---------- Data provided
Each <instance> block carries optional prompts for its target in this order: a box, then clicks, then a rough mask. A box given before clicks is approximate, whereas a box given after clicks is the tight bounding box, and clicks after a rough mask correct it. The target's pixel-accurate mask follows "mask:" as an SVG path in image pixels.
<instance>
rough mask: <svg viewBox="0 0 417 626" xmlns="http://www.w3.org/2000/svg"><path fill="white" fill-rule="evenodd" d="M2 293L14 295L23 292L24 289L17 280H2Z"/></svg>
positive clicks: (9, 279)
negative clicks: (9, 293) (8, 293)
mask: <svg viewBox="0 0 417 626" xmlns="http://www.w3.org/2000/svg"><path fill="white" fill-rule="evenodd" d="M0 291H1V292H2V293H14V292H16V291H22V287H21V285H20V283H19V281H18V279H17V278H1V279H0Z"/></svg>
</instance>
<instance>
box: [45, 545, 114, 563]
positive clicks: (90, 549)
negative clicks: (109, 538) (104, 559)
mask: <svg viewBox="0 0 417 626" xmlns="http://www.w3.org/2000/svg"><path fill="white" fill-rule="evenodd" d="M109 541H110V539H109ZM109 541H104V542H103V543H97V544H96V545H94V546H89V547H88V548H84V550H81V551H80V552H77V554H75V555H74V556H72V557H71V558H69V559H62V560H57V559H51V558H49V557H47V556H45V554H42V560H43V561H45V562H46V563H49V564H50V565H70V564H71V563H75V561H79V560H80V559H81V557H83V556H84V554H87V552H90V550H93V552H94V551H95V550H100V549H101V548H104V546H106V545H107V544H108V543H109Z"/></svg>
--------------------
Retype, without any changes, the lines of the material starting with the line that contains "</instance>" and going on through the line that contains "negative clicks: (109, 538) (104, 559)", including both of those lines.

</instance>
<instance>
box: [45, 545, 114, 563]
positive clicks: (90, 549)
negative clicks: (109, 538) (104, 559)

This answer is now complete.